**** Material for this exercise

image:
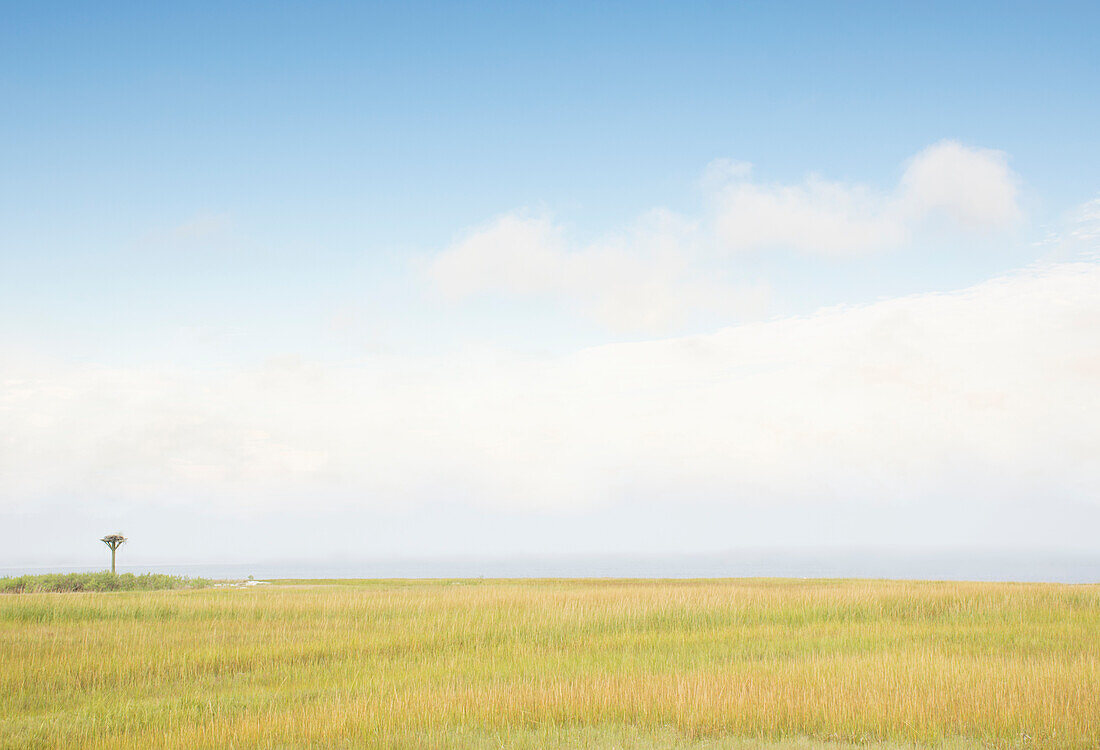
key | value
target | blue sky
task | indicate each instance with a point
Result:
(419, 199)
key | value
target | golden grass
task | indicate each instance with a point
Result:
(743, 664)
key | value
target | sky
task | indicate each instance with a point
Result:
(323, 280)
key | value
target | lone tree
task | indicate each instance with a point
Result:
(113, 541)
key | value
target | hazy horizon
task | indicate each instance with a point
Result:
(431, 282)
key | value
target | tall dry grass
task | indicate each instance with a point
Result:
(543, 663)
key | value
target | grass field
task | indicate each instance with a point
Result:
(601, 664)
(103, 581)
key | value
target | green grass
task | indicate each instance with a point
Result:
(103, 581)
(601, 664)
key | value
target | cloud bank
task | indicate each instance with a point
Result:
(660, 272)
(988, 392)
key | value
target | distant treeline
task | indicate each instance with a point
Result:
(97, 582)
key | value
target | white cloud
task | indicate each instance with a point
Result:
(972, 188)
(641, 278)
(975, 187)
(816, 216)
(657, 274)
(986, 393)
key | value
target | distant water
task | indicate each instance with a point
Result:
(954, 565)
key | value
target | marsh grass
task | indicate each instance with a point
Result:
(700, 664)
(103, 581)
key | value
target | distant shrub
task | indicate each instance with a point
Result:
(97, 582)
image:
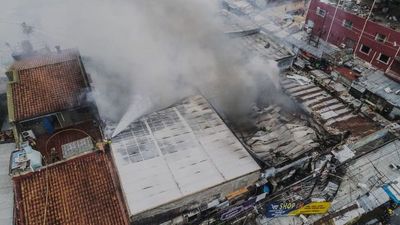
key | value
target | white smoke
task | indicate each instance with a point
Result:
(156, 51)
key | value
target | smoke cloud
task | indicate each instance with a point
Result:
(144, 55)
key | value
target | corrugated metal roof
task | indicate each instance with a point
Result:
(371, 171)
(176, 152)
(377, 83)
(334, 115)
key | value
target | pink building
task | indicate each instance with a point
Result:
(373, 42)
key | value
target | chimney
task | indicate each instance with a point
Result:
(58, 48)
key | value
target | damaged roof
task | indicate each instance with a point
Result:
(334, 115)
(377, 83)
(176, 152)
(281, 139)
(79, 191)
(46, 83)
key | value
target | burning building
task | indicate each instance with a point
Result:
(179, 160)
(49, 106)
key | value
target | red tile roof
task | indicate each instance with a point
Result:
(80, 191)
(47, 83)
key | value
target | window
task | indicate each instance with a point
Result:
(383, 58)
(380, 37)
(365, 49)
(347, 24)
(321, 12)
(12, 76)
(350, 43)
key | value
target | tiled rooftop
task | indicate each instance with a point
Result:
(47, 84)
(80, 191)
(46, 142)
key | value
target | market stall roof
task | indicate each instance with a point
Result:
(377, 83)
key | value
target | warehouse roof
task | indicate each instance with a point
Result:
(176, 152)
(377, 83)
(45, 84)
(79, 191)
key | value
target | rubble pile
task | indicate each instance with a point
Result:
(281, 137)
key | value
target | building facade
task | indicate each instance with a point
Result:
(371, 41)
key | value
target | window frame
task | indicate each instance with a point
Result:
(369, 52)
(379, 58)
(378, 40)
(320, 10)
(348, 27)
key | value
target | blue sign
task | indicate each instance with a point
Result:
(391, 192)
(277, 209)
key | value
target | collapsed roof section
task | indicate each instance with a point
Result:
(281, 138)
(335, 116)
(176, 152)
(45, 83)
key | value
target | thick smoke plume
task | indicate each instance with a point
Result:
(144, 55)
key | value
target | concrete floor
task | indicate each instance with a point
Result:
(6, 189)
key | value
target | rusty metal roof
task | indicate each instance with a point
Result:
(78, 191)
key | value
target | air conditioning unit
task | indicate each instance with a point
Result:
(28, 134)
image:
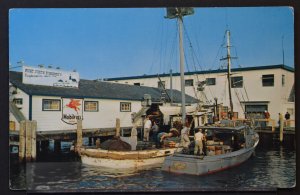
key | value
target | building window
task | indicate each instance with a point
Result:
(161, 84)
(18, 101)
(51, 105)
(268, 80)
(237, 82)
(291, 111)
(125, 107)
(189, 82)
(211, 81)
(90, 106)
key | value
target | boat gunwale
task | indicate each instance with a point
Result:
(127, 155)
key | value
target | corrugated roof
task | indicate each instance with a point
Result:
(207, 72)
(95, 89)
(16, 112)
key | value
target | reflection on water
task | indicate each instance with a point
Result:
(270, 168)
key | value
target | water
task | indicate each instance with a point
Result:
(272, 167)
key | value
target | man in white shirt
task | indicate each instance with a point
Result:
(199, 137)
(147, 127)
(185, 140)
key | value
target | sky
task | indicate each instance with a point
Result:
(117, 42)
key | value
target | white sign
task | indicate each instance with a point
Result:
(50, 77)
(71, 110)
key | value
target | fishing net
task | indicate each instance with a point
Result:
(115, 144)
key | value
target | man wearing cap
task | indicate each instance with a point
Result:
(184, 138)
(147, 127)
(199, 137)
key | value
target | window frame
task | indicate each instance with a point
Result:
(88, 101)
(233, 82)
(264, 80)
(212, 79)
(43, 104)
(283, 80)
(186, 81)
(121, 103)
(161, 84)
(18, 99)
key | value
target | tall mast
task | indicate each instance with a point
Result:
(183, 111)
(228, 58)
(229, 71)
(180, 12)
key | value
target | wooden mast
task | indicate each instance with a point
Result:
(179, 13)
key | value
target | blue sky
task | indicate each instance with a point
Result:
(115, 42)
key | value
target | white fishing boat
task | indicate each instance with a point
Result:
(131, 158)
(217, 155)
(139, 159)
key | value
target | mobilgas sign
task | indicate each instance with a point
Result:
(71, 110)
(50, 77)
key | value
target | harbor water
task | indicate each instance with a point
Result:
(273, 166)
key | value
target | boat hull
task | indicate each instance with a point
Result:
(196, 165)
(125, 159)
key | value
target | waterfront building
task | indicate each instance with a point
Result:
(56, 106)
(254, 89)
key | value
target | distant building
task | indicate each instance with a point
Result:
(97, 103)
(254, 89)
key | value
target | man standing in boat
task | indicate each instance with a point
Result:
(199, 137)
(184, 138)
(154, 130)
(147, 128)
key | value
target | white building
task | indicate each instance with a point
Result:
(97, 103)
(254, 89)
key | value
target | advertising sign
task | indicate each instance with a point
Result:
(71, 110)
(50, 77)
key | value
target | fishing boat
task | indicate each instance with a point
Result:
(218, 156)
(235, 143)
(135, 158)
(139, 159)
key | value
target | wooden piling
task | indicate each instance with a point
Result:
(280, 127)
(33, 140)
(98, 143)
(90, 141)
(79, 134)
(22, 141)
(28, 147)
(118, 127)
(57, 146)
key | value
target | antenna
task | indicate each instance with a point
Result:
(282, 38)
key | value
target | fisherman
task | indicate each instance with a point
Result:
(154, 130)
(199, 137)
(267, 117)
(163, 135)
(287, 117)
(184, 138)
(133, 138)
(147, 127)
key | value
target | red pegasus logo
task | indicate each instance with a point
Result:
(74, 104)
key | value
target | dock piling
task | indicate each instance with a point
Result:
(280, 127)
(118, 124)
(22, 141)
(79, 134)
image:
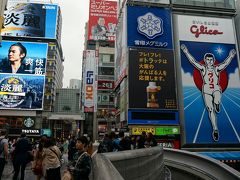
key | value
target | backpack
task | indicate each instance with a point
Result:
(105, 146)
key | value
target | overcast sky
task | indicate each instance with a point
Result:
(74, 15)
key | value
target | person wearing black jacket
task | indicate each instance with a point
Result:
(22, 156)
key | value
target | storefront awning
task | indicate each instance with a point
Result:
(227, 155)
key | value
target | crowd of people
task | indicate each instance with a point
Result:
(45, 155)
(112, 142)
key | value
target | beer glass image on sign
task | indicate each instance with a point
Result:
(152, 90)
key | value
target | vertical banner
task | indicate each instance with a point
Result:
(22, 75)
(152, 79)
(89, 80)
(30, 20)
(210, 77)
(102, 20)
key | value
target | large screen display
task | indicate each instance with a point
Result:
(210, 77)
(22, 75)
(30, 20)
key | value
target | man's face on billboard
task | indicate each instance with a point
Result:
(14, 54)
(101, 21)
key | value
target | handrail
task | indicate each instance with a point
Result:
(199, 165)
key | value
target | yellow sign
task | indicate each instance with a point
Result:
(139, 130)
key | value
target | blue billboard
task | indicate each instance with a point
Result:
(22, 75)
(31, 57)
(21, 91)
(211, 94)
(149, 27)
(30, 20)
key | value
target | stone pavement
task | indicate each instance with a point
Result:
(8, 171)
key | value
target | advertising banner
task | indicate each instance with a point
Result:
(23, 57)
(210, 77)
(149, 27)
(22, 75)
(102, 20)
(89, 80)
(30, 20)
(105, 85)
(151, 79)
(18, 91)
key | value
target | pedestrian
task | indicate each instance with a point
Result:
(106, 145)
(22, 156)
(125, 142)
(51, 160)
(3, 151)
(80, 166)
(37, 166)
(150, 140)
(71, 148)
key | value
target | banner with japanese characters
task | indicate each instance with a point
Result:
(102, 20)
(149, 27)
(23, 92)
(152, 79)
(23, 57)
(90, 83)
(210, 80)
(22, 75)
(30, 20)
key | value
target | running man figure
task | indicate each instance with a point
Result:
(211, 90)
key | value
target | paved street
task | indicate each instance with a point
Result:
(8, 171)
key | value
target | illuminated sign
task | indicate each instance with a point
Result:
(102, 20)
(30, 20)
(139, 130)
(152, 79)
(168, 130)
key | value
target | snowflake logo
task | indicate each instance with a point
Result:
(150, 25)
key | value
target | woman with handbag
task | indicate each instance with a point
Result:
(37, 167)
(80, 166)
(51, 160)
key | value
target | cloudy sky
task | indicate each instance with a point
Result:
(75, 15)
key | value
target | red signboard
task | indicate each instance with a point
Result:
(103, 85)
(102, 20)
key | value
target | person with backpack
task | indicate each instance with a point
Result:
(3, 151)
(106, 145)
(125, 142)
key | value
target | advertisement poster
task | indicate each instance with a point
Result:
(89, 83)
(30, 20)
(18, 91)
(149, 27)
(210, 76)
(23, 57)
(102, 20)
(151, 79)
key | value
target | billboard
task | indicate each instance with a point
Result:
(32, 61)
(210, 80)
(149, 27)
(151, 79)
(89, 83)
(22, 75)
(30, 20)
(102, 20)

********

--- Assigned task ---
Pictures are to be left out while the lines from the beginning of the records through the line with "target | lone tree" are copied word for word.

--- Task answer ---
image:
key | value
target | blue sky
task | indicate each instance with a point
Result:
(419, 199)
key | value
target | golden grass
task | indicate each instance with a point
Result:
(743, 664)
key | value
target | sky
task | indicate each instance with a point
Result:
(323, 280)
key | value
target | lone tree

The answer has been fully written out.